DOCUMENT SECTION
This makes me wonder if the Wired article got a little jumpy when it wrote "the National Security Agency won’t tell two powerful United States Senators how many Americans have had their communications picked up." Perhaps they've been told, but are not allowed to disclose the number publicly?
Even if the latter is the case, it is disconcerting that elected officials cannot convey basic information about the laws they vote for to their constituents.
> Imagine if the US Army wouldn't divulge the capabilities of a new fighter jet to the very people who were authorizing the money for its construction.
No need to imagine. This happens. Covert areas of defense spending have always been conducted in the dark, often with blank checks.
The military, NSA, CIA, etc. are in the game of accumulating hidden capabilities. This is the job the American people have given them, and yes, it is a constant arbitrage at odds with, among other things, their own privacy and fiscal responsibilities.
There is a difference in doing things overtly and covertly. If they are doing it covertly they will probably think it through a lot more carefully, since the stakes are higher. And if some things that were previously done covertly but are now done overtly, it doesn't sound so far fetched that other things that were earlier not done at all are now done in secret.
> And if some things that [were] previously done covertly but [are] now done overtly, it doesn't sound so far fetched that other things that were earlier not done at all are now done in secret.
It makes me angry, too. And I'd say the ball is in the legislature's court. They can issue ultimatums, can't they? "'Fess up, or we're cutting your funding."
The system is highly inter-connected when it comes to protecting power. A threat to the NSA is a threat to the CIA and to Homeland Security and the general super state we have. You can't tear one down without vastly reducing the others, as it's all premised on unchecked expansion of government into private lives at every level.
Any member of the House or Senate that attempted to pull the funding for the NSA would either find themselves at the center of a scandal (they know everything about you), or the more powerful politicians on both sides of the aisle that are invested into the super state would go on the attack and bury the person. The NSA is six times the size of the CIA. They own Congress across the board, Hoover would be envious.
This is not a friendly government, they demonstrate that all over the world regularly, it should never be a surprise that it translates domestically.
Not to mention that CIA gets lots of their foundings from drug trafficking and you could cut off 50% of its money/air supply and they would still run on full throttle.
Its an easy Google search so I won't point to sources but at some point I understand CIA owning drug grounds. You see a billion of dollars in profits from something that is illegal on its face: you have too choices: being a good decent human being and shut this entire thing down, or being a greedy evil man and get into the roots of it and run the game getting the biggest cut for yourself.

INFORMATION PROVIDED
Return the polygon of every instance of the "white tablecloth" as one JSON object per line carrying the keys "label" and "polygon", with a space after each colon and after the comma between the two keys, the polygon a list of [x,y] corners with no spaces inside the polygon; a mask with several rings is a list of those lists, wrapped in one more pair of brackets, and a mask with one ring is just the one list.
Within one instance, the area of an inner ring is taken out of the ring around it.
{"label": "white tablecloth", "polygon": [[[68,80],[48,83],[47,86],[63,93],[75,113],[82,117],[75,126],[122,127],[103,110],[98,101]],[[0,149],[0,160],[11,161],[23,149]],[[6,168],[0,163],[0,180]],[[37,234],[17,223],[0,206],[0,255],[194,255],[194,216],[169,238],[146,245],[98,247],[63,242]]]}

GIVEN EXERCISE 1
In the discussion about NSA secrecy, rewrite the paragraph starting "The system is highly inter-connected" as a short bulleted list that keeps its main points.
GIVEN EXERCISE 2
Carry the discussion about NSA secrecy forward from its last sentence.

TASK OUTPUT 1
- The system is tightly linked when it comes to protecting power.
- A threat to the NSA is also a threat to the CIA, Homeland Security and the wider "super state."
- None of them can be torn down without greatly shrinking the others.
- All of it rests on the government's unchecked expansion into private lives at every level.

TASK OUTPUT 2
God only knows how many secret ops / black ops / unknown organisations that even don't have names, the US government (and many others) are running, without other organisations or even the head of organisations knowing. One day we may find out some of those secrets which would be extremely interesting to learn.
The headline is misleading - it's worse. The question isn't "did person X get spied on?", it's "how many people in the U.S. have been spied on?"
The answer to that question cannot possibly violate the privacy of any individual.
>> What’s more, McCullough argued, giving such a figure of how many Americans were spied on was “beyond the capacity” of the NSA’s in-house watchdog...
So, either: 1) They are totally disorganized ("dang, it's not like we keep a database we could SELECT COUNT(*) from, you know...") or 2) there is no way to estimate because they're doing wholesale collection of all the phone calls, web traffic, etc that they can get their hands on.
I tend toward #2.
Also, "The answer to that question cannot possibly violate the privacy of any individual."
It would violate privacy if they were monitoring all web/phone/mail traffic which would effectively bring the number to all american citizens and revealing that would violate everyones individual privacy. Maybe.
I don't even see why "did person X get spied on?" would violate anyone's privacy anyway, especially if person X didn't know about the spying to begin with. They're not asking why anyone got spied on.
Knowing that someone was the target of investigation/spying-on of one particular person would be very damaging to the credibility of a person. It doesn't matter if you don't tell the public why, the mere fact of telling the public that they were spied on is enough to damage someone's carrer & life.
It's debatable whether this falls under "privacy" or general "right not be slandered" etc.
It depends on the quantity of people who were spied on. If it is everyone, then it means nothing. If it is you and a few "terrorists", then people will draw conclusions.
I can sympathize. In my organization we've shipped a lot more code since we stopped writing unit tests. Writing unit tests would just impede our ability to ship LOC.
Facebook and Google are the new Halliburton and Lockheed of the age of behavior tracking and counterterrorism...
Both companies spend millions per year to provide elaborate back doors into their network for the NSA, FBI, and other government agencies.
Both firms are too important not to become members of the military industrial complex... Their behavior tracking technology is trusted, ubiquitous, and has far broader reach than government systems.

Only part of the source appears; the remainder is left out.